OBJECTIVE 1 —
Transcribe the whole thread on solving a quadratic equation without changing anything.

Question

How do you solve `3x^2+5x-2=0`?

Answer 1

`x = -2 or x = 1/3`

Explanation:

Factorise to get `(3x - 1)(x + 2) = 0`

hence
`3x - 1 = 0 or x + 2 = 0`

giving
`x = 1/3 or x = -2`

Answer 2

`x = 1/3 or x = -2`

Explanation:

Find factors of 3 and 2 which subtract to make 5.

We should realise that (3x2) - 1 = 5.
Find the cross products and subtract to get 5.

`3" "1 " "rArr 1xx1 =1`
`1" "2" "rArr 3xx2 = 6 " "(6-1 = 5)`

Add in the signs.

`3" "-1 " "rArr 1xx-1 =-1`
`1" "+2" "rArr 3xx+2 = +6 " "(+6-1 = +5)`

`(3x-1)(x+2) = 0`
One of the factors must be 0.

If `3x-1 = 0, " then " x = 1/3`
If `x+2 = 0, " then " x = -2`

Answer 3

There is only one way to deal with factorization. That is lots of practice.

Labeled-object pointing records
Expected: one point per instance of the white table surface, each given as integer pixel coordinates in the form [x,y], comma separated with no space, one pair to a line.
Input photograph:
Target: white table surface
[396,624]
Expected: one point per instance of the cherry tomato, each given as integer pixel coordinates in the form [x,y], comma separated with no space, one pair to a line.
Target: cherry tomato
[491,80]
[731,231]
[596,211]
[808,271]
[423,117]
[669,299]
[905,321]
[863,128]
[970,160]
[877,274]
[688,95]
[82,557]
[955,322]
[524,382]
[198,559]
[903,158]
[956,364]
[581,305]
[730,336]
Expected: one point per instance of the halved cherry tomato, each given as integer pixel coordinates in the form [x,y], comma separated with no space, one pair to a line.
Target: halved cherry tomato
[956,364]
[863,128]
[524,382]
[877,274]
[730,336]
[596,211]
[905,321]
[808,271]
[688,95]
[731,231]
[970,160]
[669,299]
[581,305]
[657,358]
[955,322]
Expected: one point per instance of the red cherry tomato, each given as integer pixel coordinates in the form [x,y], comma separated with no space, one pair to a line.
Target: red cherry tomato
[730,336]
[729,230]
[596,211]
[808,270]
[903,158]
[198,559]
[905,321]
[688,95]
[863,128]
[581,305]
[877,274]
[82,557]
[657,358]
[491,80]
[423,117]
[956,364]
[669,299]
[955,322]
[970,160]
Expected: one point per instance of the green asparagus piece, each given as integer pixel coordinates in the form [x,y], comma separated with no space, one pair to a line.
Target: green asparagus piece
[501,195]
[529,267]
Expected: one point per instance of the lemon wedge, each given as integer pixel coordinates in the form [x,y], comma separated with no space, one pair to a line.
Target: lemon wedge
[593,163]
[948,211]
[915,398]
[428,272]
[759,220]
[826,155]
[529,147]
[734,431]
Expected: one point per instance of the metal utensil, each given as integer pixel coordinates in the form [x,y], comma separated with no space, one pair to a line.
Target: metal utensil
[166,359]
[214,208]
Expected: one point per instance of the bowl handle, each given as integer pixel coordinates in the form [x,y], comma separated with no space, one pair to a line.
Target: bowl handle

OBJECTIVE 2 —
Gather every line of the records that contains the word "asparagus".

RESULT 1 —
Question

How do you solve `3x^2+5x-2=0`?

Answer 1

`x = -2 or x = 1/3`

Explanation:

Factorise to get `(3x - 1)(x + 2) = 0`

hence
`3x - 1 = 0 or x + 2 = 0`

giving
`x = 1/3 or x = -2`

Answer 2

`x = 1/3 or x = -2`

Explanation:

Find factors of 3 and 2 which subtract to make 5.

We should realise that (3x2) - 1 = 5.
Find the cross products and subtract to get 5.

`3" "1 " "rArr 1xx1 =1`
`1" "2" "rArr 3xx2 = 6 " "(6-1 = 5)`

Add in the signs.

`3" "-1 " "rArr 1xx-1 =-1`
`1" "+2" "rArr 3xx+2 = +6 " "(+6-1 = +5)`

`(3x-1)(x+2) = 0`
One of the factors must be 0.

If `3x-1 = 0, " then " x = 1/3`
If `x+2 = 0, " then " x = -2`

Answer 3

There is only one way to deal with factorization. That is lots of practice.

RESULT 2 —
Expected: one point per instance of the green asparagus piece, each given as integer pixel coordinates in the form [x,y], comma separated with no space, one pair to a line.
Target: green asparagus piece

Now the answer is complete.